-- begin RECORD LIST --

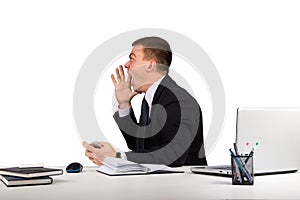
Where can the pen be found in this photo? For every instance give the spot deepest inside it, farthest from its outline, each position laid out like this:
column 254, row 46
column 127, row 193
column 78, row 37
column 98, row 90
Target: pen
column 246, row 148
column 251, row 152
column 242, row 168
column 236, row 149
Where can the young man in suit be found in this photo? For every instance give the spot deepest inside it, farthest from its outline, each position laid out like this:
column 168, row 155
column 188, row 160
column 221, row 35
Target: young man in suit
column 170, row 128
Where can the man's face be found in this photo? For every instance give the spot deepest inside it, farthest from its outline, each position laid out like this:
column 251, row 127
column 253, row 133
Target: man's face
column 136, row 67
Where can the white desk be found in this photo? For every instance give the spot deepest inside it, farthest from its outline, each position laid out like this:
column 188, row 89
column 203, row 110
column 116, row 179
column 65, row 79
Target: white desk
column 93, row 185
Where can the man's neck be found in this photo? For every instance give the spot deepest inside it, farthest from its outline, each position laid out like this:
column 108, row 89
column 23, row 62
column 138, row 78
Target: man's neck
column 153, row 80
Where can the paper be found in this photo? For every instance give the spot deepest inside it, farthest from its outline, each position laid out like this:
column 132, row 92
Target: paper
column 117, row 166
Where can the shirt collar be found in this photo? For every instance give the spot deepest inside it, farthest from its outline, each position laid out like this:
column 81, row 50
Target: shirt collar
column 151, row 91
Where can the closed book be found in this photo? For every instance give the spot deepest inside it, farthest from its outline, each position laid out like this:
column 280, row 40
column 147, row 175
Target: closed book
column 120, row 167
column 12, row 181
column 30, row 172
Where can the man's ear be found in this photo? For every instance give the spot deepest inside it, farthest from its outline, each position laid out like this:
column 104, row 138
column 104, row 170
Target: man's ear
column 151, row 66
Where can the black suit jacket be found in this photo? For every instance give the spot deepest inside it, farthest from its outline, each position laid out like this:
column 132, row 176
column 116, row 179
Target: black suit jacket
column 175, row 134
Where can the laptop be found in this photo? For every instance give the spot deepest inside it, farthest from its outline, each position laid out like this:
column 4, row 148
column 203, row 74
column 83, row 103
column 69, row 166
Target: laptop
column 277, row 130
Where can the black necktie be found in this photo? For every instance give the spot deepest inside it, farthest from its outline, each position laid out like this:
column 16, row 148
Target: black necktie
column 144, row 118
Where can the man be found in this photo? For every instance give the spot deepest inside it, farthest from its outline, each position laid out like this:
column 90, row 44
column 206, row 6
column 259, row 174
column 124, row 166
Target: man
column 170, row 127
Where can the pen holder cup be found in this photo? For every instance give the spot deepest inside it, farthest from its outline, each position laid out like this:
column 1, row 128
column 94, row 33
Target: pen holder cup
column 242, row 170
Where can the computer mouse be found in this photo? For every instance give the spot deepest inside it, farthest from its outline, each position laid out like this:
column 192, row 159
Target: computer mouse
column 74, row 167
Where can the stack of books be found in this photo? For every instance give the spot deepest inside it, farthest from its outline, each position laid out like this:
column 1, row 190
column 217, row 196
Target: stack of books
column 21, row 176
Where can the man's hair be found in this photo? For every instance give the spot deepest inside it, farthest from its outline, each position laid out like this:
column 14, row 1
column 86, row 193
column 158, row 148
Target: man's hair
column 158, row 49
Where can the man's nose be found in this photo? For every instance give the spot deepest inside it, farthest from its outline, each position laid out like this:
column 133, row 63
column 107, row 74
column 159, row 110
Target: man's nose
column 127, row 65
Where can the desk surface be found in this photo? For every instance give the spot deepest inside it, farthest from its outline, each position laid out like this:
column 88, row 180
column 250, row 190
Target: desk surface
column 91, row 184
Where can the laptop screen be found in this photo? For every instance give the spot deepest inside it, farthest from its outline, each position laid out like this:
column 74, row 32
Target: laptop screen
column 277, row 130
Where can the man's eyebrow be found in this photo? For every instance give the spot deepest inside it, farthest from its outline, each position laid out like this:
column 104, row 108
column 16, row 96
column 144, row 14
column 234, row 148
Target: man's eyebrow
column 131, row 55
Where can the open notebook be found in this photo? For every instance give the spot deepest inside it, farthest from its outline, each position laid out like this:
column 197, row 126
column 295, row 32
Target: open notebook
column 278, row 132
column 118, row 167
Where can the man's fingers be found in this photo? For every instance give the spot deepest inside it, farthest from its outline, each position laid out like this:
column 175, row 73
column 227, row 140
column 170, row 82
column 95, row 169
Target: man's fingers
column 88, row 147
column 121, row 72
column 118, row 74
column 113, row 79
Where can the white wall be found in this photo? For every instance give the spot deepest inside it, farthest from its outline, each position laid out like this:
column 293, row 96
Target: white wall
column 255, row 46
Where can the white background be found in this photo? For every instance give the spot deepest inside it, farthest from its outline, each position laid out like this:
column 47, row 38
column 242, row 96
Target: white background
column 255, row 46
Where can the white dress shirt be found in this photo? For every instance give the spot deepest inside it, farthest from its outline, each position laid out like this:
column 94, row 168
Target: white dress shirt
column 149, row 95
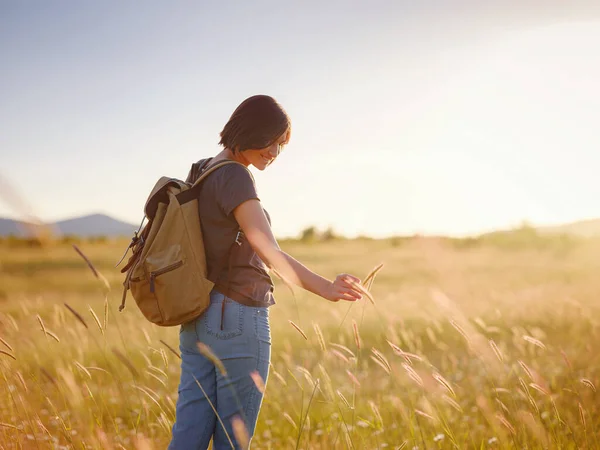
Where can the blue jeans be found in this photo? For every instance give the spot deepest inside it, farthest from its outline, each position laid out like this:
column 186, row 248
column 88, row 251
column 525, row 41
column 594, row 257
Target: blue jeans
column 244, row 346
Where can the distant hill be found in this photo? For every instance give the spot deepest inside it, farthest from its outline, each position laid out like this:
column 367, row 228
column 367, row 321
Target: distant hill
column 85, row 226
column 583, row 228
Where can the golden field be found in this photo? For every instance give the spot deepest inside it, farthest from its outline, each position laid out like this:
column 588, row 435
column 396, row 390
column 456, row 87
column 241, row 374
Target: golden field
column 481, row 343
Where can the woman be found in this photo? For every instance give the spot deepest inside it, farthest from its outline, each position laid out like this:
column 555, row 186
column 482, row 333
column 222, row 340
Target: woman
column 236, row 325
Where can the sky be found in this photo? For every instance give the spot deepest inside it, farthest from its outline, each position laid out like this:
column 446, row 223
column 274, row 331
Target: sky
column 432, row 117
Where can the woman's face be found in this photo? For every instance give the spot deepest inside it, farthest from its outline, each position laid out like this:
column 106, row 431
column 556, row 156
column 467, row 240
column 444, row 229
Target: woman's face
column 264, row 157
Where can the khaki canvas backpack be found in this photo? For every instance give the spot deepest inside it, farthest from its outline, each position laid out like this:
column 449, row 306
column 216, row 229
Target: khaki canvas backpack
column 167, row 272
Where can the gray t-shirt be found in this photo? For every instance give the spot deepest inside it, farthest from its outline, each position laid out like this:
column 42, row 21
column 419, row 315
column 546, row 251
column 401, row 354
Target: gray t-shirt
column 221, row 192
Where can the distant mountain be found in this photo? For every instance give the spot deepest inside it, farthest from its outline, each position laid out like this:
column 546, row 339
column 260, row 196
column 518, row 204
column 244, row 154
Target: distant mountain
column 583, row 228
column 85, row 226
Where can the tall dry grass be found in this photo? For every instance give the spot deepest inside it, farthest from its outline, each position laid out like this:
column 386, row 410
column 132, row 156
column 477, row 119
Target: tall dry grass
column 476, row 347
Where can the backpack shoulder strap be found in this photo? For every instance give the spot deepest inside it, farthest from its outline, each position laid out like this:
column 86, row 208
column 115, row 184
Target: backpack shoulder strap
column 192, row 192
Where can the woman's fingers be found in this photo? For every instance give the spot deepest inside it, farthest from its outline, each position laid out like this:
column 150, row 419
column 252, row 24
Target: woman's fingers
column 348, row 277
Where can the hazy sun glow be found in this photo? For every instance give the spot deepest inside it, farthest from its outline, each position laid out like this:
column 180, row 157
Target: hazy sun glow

-- end RECORD LIST --

Rewrite the material, starting at its beginning and ending at the line containing "column 170, row 128", with every "young man in suit" replaced by "man in suit" and nothing else changed. Leave the pictures out.

> [EXERCISE RESULT]
Where can the pen be found in this photo? For every instance give the spot deepest inside it, farthest from its outline, each position laid out like this:
column 254, row 46
column 127, row 193
column 78, row 37
column 98, row 90
Target: pen
column 246, row 148
column 251, row 152
column 242, row 168
column 236, row 149
Where can the man in suit be found in this photo? For every instance give the spot deepest inside it, farthest from its outline, each position laid out like this:
column 168, row 155
column 188, row 160
column 221, row 35
Target: man in suit
column 170, row 128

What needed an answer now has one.